• **Work required**:
Print out the data below in full and exactly, skipping the pictures.

• **Records shown**:

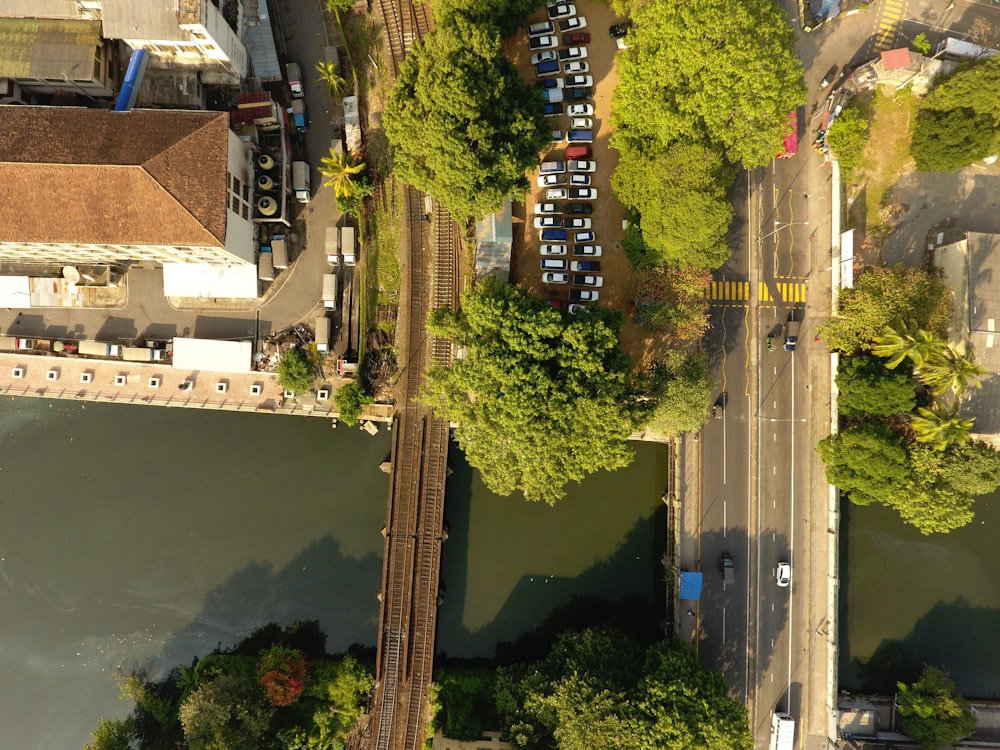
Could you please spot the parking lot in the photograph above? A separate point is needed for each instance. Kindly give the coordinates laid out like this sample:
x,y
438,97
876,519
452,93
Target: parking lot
x,y
607,214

• **Exercise response**:
Could you please spot the parking lot in the photograph above? A separate point is needed for each instance. Kindly give the coordinates laid out like this sample:
x,y
438,97
876,519
452,93
Target: parking lot
x,y
607,214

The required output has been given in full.